• **WORK INSTRUCTIONS**: Collect every line of the records below that contains the string "potato", and copy each one out in full.

• **Stored data entries**:
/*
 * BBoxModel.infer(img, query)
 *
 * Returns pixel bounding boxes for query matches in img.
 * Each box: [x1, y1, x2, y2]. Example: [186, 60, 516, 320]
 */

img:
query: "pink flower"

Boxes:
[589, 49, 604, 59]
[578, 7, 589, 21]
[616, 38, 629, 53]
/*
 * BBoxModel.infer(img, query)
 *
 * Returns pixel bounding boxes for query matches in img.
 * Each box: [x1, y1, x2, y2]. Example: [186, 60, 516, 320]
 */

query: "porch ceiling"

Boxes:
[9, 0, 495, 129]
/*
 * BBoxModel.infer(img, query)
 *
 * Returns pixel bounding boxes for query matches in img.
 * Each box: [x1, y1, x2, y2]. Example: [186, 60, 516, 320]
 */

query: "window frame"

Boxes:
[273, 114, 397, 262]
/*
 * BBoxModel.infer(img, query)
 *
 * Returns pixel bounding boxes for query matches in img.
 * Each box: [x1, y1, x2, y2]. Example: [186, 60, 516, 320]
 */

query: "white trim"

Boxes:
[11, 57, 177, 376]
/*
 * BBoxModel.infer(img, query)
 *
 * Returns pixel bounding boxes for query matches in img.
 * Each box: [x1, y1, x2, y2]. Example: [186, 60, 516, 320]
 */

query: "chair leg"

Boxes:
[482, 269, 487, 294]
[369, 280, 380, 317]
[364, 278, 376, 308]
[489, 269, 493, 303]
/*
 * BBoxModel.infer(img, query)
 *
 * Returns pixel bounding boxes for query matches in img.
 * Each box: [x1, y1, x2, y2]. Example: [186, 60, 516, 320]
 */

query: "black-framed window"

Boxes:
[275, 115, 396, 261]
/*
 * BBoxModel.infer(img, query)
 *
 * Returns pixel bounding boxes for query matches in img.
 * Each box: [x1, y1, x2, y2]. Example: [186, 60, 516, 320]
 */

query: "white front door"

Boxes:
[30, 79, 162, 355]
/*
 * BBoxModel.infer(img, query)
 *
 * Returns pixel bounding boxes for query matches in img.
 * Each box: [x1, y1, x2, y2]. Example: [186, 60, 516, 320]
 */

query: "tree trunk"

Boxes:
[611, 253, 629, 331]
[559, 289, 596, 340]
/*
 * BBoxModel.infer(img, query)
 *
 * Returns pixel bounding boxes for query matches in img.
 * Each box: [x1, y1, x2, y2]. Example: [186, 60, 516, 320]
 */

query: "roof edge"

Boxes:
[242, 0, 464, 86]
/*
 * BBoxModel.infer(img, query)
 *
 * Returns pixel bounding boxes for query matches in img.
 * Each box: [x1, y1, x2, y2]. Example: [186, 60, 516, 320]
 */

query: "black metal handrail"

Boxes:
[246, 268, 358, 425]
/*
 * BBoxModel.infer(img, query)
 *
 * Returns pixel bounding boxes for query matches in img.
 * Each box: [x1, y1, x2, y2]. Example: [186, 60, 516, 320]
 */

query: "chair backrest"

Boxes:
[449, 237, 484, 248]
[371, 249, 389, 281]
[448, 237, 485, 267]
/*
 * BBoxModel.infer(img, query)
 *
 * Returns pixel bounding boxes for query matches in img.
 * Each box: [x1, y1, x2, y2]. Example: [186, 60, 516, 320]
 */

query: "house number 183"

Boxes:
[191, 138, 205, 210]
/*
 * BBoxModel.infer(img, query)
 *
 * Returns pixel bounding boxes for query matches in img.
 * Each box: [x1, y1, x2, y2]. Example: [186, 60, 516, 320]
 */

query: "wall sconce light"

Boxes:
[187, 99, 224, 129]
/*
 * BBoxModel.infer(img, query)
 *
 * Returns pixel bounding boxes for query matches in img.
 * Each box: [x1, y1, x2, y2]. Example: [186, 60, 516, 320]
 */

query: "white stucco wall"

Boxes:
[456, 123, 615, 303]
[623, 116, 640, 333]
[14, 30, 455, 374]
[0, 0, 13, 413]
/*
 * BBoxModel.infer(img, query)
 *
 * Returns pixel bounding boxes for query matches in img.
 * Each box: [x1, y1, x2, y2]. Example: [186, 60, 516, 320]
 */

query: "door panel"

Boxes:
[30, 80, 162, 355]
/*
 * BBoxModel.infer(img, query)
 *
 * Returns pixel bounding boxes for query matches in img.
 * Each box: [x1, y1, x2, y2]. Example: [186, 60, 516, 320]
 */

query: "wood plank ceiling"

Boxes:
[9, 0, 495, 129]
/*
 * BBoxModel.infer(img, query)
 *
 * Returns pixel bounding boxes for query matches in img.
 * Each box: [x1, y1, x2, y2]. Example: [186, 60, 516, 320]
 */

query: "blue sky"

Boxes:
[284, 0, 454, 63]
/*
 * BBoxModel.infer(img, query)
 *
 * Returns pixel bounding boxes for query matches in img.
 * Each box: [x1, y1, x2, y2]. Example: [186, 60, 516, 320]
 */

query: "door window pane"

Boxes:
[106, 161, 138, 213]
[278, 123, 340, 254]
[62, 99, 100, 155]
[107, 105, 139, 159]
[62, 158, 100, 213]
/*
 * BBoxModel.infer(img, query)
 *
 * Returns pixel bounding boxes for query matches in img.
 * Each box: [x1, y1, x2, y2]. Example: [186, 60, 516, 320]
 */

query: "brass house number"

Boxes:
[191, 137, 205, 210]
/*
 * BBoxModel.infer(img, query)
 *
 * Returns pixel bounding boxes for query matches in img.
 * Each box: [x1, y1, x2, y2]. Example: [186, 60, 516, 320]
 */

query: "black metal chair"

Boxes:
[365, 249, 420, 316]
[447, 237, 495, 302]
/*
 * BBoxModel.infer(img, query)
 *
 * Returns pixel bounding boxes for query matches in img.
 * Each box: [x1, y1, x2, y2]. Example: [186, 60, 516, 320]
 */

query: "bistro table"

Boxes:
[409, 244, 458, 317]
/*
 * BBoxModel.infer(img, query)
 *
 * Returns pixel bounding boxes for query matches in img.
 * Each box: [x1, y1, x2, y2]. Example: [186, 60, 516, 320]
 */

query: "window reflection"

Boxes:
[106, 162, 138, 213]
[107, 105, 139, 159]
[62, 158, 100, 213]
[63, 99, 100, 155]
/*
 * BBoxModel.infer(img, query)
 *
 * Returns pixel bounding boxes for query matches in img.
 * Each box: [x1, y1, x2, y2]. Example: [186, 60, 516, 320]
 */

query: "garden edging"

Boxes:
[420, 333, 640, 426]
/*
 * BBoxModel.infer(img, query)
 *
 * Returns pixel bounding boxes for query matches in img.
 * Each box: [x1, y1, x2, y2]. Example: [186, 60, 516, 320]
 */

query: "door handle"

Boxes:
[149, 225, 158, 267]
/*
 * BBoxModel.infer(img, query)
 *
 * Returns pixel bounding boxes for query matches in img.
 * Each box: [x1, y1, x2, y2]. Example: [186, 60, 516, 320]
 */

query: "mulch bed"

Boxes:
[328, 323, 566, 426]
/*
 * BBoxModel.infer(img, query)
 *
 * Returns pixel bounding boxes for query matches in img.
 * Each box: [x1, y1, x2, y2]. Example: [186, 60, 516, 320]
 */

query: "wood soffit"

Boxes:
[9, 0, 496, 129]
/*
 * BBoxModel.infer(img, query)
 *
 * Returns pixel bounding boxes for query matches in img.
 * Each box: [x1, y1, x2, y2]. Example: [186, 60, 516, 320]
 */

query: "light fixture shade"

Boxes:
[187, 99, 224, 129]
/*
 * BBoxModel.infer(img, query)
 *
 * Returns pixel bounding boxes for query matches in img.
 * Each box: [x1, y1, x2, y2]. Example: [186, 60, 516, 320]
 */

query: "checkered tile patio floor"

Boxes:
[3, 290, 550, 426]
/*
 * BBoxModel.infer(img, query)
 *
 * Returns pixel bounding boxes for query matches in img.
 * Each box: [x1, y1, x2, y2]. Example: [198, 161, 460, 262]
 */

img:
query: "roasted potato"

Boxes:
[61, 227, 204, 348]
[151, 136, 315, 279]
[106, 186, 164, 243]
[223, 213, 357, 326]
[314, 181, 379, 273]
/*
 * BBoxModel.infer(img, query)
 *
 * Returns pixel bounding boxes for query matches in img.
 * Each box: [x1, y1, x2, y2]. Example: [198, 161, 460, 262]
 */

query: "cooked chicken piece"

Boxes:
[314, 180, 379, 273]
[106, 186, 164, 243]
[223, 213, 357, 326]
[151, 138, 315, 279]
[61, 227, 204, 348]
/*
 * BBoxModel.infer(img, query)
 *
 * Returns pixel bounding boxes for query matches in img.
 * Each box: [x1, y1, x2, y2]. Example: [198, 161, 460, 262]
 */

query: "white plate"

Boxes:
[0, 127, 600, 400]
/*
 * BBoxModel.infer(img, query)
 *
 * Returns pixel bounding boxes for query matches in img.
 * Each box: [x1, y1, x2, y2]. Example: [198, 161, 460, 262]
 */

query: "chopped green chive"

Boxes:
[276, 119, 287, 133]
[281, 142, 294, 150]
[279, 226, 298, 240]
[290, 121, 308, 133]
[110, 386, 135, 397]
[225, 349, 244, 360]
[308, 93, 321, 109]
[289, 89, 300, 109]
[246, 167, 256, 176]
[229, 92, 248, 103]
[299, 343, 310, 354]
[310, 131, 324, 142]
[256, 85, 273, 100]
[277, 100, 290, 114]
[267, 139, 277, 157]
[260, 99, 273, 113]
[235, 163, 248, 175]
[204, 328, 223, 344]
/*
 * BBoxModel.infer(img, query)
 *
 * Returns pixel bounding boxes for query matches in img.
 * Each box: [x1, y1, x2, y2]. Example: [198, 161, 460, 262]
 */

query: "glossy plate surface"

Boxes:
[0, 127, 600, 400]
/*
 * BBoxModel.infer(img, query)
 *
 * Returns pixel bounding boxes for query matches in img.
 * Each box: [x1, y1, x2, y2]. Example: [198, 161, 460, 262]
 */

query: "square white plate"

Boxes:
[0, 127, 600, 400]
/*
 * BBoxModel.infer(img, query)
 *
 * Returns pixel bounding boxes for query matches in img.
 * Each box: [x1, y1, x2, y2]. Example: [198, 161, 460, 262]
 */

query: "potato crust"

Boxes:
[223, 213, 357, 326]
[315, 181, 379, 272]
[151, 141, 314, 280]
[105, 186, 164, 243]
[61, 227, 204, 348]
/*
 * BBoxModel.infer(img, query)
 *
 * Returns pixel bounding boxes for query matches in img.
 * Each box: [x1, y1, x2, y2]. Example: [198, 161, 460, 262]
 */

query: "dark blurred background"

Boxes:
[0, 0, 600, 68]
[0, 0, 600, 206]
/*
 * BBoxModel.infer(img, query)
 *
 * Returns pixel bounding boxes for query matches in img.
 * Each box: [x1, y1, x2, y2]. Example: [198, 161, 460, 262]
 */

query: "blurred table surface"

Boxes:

• **EXPECTED OUTPUT**:
query: "roasted potato"
query: "potato crust"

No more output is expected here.